Supplied information:
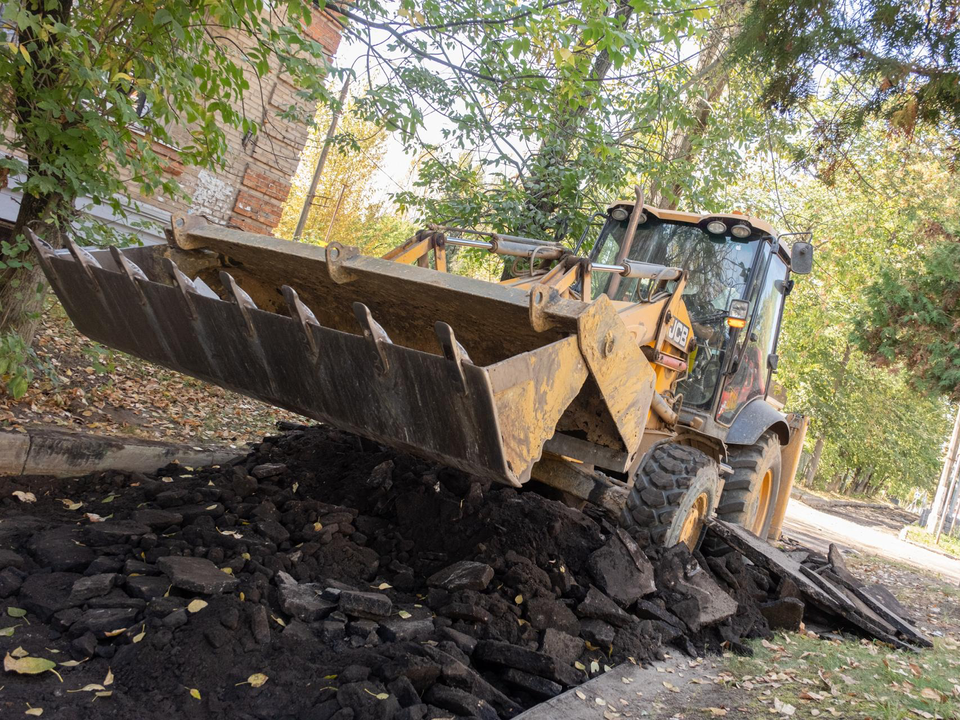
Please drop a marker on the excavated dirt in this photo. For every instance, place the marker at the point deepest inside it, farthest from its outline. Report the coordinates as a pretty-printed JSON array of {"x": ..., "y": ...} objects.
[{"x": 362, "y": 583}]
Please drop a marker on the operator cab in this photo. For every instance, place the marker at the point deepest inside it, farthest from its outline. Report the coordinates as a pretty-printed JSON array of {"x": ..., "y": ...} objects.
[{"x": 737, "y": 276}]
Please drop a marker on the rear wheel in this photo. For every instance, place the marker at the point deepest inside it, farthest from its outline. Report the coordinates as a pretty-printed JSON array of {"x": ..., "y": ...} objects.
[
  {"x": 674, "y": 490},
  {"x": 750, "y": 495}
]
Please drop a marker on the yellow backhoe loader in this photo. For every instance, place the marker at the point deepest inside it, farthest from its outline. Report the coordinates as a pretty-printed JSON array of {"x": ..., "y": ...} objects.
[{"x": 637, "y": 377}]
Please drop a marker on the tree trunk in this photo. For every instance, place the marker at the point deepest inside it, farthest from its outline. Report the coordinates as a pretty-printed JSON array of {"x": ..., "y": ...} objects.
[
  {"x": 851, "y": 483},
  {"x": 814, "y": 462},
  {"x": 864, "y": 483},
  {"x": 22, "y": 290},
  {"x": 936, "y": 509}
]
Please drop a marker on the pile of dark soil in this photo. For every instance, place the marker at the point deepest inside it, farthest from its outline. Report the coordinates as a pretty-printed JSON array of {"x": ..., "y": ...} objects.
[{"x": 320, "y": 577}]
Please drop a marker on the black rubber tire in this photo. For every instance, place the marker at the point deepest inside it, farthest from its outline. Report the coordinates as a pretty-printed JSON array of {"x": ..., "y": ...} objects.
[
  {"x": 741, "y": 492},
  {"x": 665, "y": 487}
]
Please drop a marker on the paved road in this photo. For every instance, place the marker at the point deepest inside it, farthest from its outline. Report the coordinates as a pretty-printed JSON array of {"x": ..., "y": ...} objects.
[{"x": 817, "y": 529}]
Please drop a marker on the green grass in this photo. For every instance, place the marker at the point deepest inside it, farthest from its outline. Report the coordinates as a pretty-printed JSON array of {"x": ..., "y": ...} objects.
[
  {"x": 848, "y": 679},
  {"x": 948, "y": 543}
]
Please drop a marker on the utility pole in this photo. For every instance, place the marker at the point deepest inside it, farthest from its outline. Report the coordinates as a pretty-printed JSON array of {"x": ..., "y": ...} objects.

Short problem: Please reproduce, word for word, the part of the rows that opens with the line containing "Please drop a marker on the paved" and runs through the last of the rows, including both ends.

Task result:
Please drop a marker on the paved road in this photo. For every instance, place the marker at the point deepest inside it, farthest from its outline. Report the coordinates as a pretty-printed JSON array of {"x": ..., "y": ...} objects.
[{"x": 817, "y": 529}]
Please drop a marker on the green grass in this photo. For every instance, place the marker at the point deepest inside it, farthest from its outline. Report the coordinates as a pretty-printed JSON array of {"x": ..., "y": ...} objects.
[
  {"x": 848, "y": 679},
  {"x": 948, "y": 543}
]
Please drop a marker on the utility pole in this photo. For every instance, place the marker at the point deepest inside it, farthest from its outline. Report the coordinates as a pretty-printed JSON array of {"x": ..., "y": ...} objects.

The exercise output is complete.